# [TEXT FOR ANALYSIS]

II) LoadModule: "nvidia"

(II) Loading /usr/lib/xorg/modules/drivers//nvidia_drv.so

(II) Module nvidia: vendor="NVIDIA Corporation"

        compiled for 4.0.2, module version = 1.0.0

        Module class: X.Org Video Driver

which shows the X11 driver being loaded in user space by the X11 server. You do not need the X11 driver to run CUDA applications, you need the kernel driver and user space libraries (libcuda.so for the driver API, libcudart.so for the runtime library).

Thank you for sticking with me through the explanation.

OK, I see the same thing here:

c2stable ~ # locate nvidia | grep nvidia.ko
/lib64/modules/2.6.36-gentoo-r6/video/nvidia.ko
c2stable ~ # locate nvidia | grep nvidia_drv.so
/usr/lib64/xorg/modules/drivers/nvidia_drv.so
c2stable ~ # lsmod | grep nvidia
nvidia 10408743 28
agpgart 23806 1 nvidia
c2stable ~ # cat /var/log/Xorg.0.log | grep nvidia
[ 20.063] (II) LoadModule: “nvidia”
[ 20.063] (II) Loading /usr/lib/xorg/modules/drivers/nvidia_drv.so
[ 20.135] (II) Module nvidia: vendor=“NVIDIA Corporation”

# [REQUIRED TASKS]
(1) Do these statements agree with the NVIDIA driver thread? For each, answer yes or no and quote the deciding words from the thread. (a) The X11 driver is required to run CUDA applications. (b) libcudart.so is the runtime library. (c) The lsmod output lists agpgart.
(2) Can you repeat the part of the NVIDIA driver thread starting with "which shows the" and going on through "the runtime library)."?
(3) How would the NVIDIA driver thread go on after its last line? Write the next part.
These rows have no role here.

Natural-language object grounding data:
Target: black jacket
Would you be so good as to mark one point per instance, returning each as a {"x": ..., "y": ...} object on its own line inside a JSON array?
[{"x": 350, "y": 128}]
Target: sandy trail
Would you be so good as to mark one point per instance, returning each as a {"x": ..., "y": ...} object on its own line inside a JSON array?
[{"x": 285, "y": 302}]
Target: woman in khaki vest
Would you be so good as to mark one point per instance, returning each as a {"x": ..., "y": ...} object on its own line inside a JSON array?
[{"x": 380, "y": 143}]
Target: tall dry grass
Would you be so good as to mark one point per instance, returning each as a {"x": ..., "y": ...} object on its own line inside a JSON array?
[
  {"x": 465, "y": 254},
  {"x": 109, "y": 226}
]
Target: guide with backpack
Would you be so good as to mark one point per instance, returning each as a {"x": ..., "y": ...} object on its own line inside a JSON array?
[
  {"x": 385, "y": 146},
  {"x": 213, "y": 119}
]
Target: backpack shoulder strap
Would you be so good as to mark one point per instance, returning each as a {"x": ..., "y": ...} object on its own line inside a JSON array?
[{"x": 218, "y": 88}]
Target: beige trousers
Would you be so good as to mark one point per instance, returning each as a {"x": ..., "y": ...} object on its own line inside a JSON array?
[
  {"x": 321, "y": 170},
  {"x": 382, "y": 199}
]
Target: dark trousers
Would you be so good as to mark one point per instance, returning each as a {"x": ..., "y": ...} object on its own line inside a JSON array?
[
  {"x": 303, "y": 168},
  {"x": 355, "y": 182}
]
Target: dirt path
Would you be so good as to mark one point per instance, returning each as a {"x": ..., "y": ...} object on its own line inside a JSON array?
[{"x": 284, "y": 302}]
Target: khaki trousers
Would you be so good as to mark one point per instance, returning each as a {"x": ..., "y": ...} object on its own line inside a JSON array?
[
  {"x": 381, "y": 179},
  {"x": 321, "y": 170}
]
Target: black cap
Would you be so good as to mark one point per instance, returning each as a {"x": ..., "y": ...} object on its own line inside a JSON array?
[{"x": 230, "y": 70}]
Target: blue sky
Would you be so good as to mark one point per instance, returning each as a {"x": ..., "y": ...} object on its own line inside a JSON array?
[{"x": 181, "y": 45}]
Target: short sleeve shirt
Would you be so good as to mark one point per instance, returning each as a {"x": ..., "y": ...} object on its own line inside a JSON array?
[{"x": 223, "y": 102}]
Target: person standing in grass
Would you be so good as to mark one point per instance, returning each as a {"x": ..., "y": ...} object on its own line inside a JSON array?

# [RESULTS BY TASK]
(1)
(a) No: "You do not need the X11 driver to run CUDA applications"
(b) Yes: "libcudart.so for the runtime library"
(c) Yes: "agpgart 23806 1 nvidia"

(2)
which shows the X11 driver being loaded in user space by the X11 server. You do not need the X11 driver to run CUDA applications, you need the kernel driver and user space libraries (libcuda.so for the driver API, libcudart.so for the runtime library).

(3)
c2stable ~ #

What I was not aware of was that the X11 side module - nvidia_drv.so - doesn’t show up in modprobe.

Thanks,
Mark

It doesn’t show up in modprobe because it isn’t a kernel module. In a monolithic kernel architecture like Linux, kernel space (where device drivers, file sytems, and internal functions like memory management, process sheduling etc live), and user space (where X11 and other user programs run) are completely separated. The kernel module has access to the hardware and exposes the GPU via device files and some low level API to user space “client” code, like the X11 server, or CUDA or OpenCL.

So returning to the original question, can you now see how it might be posssible to run both NVIDIA and ATI kernel drivers and an ATI X11 driver and have the problem the orginal poster started with? And why your first couple of posts in this threads were complete red herrings?

Between your driver explanation and the Known Issues text you point to earlier, I can certainly see why my suggestion of trying the 270.18 driver would not have fixed his problem.

However I think the ‘red herring’ comment is a little unfair as we haven’t explained why, when using my GTX465 and launching X, the /dev/ entries were created on my machine but I was still unable to use CUDA. I received the same exact error message the OP got. (Which is why I posted the 270.18 suggestion.)

Why was I unable to find the device?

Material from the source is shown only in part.